The expected reply is all of the data, returned exactly.

(Items from a data source)
"""

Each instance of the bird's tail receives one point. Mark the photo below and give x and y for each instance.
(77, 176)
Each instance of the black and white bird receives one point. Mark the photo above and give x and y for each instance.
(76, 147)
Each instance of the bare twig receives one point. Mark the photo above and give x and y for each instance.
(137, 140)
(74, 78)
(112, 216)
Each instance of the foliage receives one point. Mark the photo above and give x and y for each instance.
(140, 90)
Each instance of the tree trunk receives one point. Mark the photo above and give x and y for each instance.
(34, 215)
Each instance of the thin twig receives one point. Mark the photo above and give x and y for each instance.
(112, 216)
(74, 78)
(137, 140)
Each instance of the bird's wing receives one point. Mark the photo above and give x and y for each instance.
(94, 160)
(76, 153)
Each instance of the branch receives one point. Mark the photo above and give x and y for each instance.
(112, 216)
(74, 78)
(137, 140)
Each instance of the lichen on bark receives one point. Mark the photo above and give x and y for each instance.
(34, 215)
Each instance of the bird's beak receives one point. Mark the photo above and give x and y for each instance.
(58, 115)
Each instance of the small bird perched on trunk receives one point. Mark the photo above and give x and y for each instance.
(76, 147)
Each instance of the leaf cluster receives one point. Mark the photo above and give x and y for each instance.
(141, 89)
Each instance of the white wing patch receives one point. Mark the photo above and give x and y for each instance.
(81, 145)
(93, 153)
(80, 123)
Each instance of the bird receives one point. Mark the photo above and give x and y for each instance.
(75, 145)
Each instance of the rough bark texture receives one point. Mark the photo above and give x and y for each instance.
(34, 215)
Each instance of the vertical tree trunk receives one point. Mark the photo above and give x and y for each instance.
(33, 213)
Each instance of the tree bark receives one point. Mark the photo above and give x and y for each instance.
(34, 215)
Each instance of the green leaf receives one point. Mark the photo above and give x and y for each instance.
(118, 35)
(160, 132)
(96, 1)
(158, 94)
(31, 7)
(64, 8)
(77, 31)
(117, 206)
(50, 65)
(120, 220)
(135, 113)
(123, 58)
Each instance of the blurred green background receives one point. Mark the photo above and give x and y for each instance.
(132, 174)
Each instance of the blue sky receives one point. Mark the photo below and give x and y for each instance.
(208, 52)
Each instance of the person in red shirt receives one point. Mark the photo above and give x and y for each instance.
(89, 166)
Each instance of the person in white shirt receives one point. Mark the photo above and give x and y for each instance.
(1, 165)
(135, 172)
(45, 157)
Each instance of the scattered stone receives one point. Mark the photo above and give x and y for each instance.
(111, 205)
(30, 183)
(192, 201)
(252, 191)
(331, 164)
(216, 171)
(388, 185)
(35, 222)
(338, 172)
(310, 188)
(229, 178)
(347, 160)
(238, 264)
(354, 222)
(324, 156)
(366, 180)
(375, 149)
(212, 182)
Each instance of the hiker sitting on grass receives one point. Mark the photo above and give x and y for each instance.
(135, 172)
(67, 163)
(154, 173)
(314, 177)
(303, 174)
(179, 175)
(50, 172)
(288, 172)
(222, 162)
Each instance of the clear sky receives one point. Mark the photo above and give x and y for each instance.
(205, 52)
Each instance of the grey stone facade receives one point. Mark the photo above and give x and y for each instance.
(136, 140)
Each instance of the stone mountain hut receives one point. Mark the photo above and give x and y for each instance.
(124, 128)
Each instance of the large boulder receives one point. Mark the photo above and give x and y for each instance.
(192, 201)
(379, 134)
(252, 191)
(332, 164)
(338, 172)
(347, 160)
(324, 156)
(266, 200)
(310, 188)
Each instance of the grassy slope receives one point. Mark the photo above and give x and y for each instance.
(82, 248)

"""

▶ **Task response**
Each instance of the bird's tail receives one point. Mark the photo below and give x and y for each instance.
(77, 176)
Each instance of the black and white bird receives one point. Mark the photo above and give x and y for each instance.
(76, 147)
Each instance of the bare twig receives one point. Mark the photo above and give x and y for each instance.
(137, 140)
(74, 78)
(112, 216)
Each instance of the foliage receives one point. Mark the photo above and give x and y for each instance.
(140, 90)
Each instance of the tree trunk receives one point. Mark the photo above and give x and y for each instance.
(34, 215)
Each instance of the thin twig receives one point. Mark the photo above and give x and y for each instance.
(112, 216)
(74, 78)
(137, 140)
Each instance of the bird's wing receives one point. Mark the photo above and give x and y for each instance.
(94, 160)
(76, 153)
Each instance of the branch receives one point. Mark the photo above and give x and y for each instance.
(112, 216)
(74, 78)
(137, 140)
Each instance of the lichen on bark receives one point. Mark the photo above and give x and y for each instance.
(34, 215)
Each instance of the bird's beak receives one point. Mark the photo above and give x and y for each instance.
(58, 115)
Each instance of the small bird perched on trunk receives one point. Mark the photo above and give x and y for each instance.
(76, 147)
Each instance of the leaf cluster receives one point. Mark the photo above and give x and y for each instance.
(141, 89)
Each instance of the white wing patch receives one point. Mark the photo above and give x and y for each instance.
(81, 145)
(93, 153)
(80, 123)
Each instance of the bird receives one point. Mark the photo above and give x and y for each instance.
(75, 145)
Each instance of the rough bark texture receives one point. Mark the photo above and give x and y for each instance.
(34, 215)
Each instance of the vertical tree trunk receives one point. Mark the photo above and give x and y for each instance.
(33, 213)
Each instance of the tree bark receives one point. Mark the photo above and give x and y for each instance.
(34, 215)
Each instance of the green leaf receives one point. Mark the photo above and give x and y for each instance.
(118, 35)
(160, 132)
(96, 1)
(158, 94)
(31, 7)
(64, 8)
(77, 31)
(117, 206)
(50, 65)
(120, 220)
(135, 113)
(123, 58)
Each instance of the blurred green background receives one point. Mark the photo above and give x and y for each instance.
(132, 174)
Each instance of the blue sky receives one point. Mark the photo below and give x and y for each instance.
(208, 52)
Each instance of the person in red shirt receives one point. Mark the photo above and give x and y for each instance.
(89, 166)
Each instance of the person in white shirt receives one point. Mark the photo above and give x and y for each instance.
(1, 165)
(135, 172)
(45, 157)
Each instance of the scattered stone receives one point. Mark the photo above and give x and y for each instance.
(111, 205)
(30, 183)
(192, 201)
(252, 191)
(331, 164)
(216, 171)
(388, 185)
(35, 222)
(338, 172)
(310, 188)
(229, 178)
(347, 160)
(238, 264)
(354, 222)
(324, 156)
(366, 180)
(375, 149)
(212, 182)
Each instance of the hiker sitting on grass receives one point. Mark the photo above and give x and y for each instance.
(135, 172)
(67, 163)
(154, 173)
(314, 177)
(303, 174)
(179, 175)
(50, 172)
(288, 172)
(222, 162)
Each instance of the clear sky receives one point. Mark the photo above and give x and y for each instance.
(205, 52)
Each instance of the grey stone facade receives one point. Mark the photo above and give x and y for each instance.
(136, 140)
Each instance of the stone mountain hut receives one point. Mark the photo above and give x and y for each instance.
(124, 128)
Each instance of the large boulder receives one point. Mark the photo above and give x and y for each instance.
(192, 201)
(379, 134)
(252, 191)
(332, 164)
(338, 172)
(347, 160)
(324, 156)
(266, 200)
(310, 188)
Each instance of the grassy slope receives one point. Mark the photo above and give x and y for each instance.
(82, 248)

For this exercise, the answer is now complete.